> **Supplied information**

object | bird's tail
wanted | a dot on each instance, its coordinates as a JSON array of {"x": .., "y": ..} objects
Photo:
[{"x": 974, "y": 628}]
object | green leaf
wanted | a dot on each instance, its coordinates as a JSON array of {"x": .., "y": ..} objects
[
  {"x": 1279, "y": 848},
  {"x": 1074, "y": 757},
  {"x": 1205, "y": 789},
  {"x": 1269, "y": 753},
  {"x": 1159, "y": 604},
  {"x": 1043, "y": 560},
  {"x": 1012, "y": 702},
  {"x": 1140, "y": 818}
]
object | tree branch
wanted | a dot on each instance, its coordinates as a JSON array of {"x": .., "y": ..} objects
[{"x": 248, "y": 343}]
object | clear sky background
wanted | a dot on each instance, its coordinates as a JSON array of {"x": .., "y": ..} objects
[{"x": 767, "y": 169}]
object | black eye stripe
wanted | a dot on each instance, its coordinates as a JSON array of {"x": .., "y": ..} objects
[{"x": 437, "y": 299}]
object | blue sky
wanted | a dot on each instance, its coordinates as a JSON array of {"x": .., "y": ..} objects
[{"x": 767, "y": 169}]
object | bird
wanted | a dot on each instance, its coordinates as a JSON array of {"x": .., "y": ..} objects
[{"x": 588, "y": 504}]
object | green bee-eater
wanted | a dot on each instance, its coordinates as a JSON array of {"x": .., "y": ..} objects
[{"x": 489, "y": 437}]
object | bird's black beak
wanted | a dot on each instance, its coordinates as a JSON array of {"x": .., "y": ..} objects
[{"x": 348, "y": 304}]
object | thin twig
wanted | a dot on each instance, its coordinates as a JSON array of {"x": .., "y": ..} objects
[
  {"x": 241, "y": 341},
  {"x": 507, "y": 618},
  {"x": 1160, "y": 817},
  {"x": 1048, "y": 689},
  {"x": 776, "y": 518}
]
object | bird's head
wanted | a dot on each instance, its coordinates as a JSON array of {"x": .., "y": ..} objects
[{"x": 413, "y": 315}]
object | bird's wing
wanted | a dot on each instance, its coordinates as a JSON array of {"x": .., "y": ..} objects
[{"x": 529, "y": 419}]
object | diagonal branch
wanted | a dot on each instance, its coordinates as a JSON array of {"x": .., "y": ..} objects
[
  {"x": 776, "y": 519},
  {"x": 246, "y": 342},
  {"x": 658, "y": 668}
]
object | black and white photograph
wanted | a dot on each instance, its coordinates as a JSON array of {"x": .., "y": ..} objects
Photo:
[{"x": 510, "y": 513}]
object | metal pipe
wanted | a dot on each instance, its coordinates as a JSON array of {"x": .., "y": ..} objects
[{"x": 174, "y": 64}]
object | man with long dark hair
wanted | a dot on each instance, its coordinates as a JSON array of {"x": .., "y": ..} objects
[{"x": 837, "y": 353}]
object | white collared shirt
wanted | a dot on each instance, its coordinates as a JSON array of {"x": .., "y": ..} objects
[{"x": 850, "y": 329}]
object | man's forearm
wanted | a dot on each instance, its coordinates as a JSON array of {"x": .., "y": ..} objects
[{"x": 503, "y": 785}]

> **What is needed**
Return, word for word, each line from the line that contains "object | thin twig" to the end of the listing above; include both end lines and nothing else.

> **Full response**
object | thin twig
wanted | a dot on each instance, its coordinates as a JSON array of {"x": .., "y": ..} objects
[
  {"x": 241, "y": 341},
  {"x": 507, "y": 618},
  {"x": 1160, "y": 817},
  {"x": 1048, "y": 689},
  {"x": 776, "y": 518}
]
object | bird's head
wanted | a dot on each instance, its coordinates as a JSON array of {"x": .., "y": ..} objects
[{"x": 413, "y": 315}]
object | bird's wing
wanted | a dot on each instance, its coordinates as a JSON array of {"x": .., "y": ..} objects
[{"x": 529, "y": 419}]
object | diagonal branch
wanted | a dot on each instance, its coordinates as a JSON array of {"x": .., "y": ..} objects
[
  {"x": 776, "y": 519},
  {"x": 246, "y": 342},
  {"x": 658, "y": 668}
]
object | black and white photograph
wanted | a dot on each instance, its coordinates as a JSON array of {"x": .., "y": ..} objects
Photo:
[{"x": 510, "y": 513}]
object | metal pipe
wanted | a dot on each instance, its coordinates as a JSON array of {"x": .., "y": ..} objects
[{"x": 174, "y": 64}]
object | man with long dark hair
wanted | a dot on each instance, its coordinates as a JSON array of {"x": .., "y": ..} objects
[{"x": 837, "y": 353}]
object | white collared shirt
wanted | a dot on each instance, its coordinates as a JSON array of {"x": .., "y": ..} objects
[{"x": 850, "y": 329}]
object | man's forearm
wanted | a dot on each instance, its coordinates as a JSON array of {"x": .., "y": ..} objects
[{"x": 503, "y": 785}]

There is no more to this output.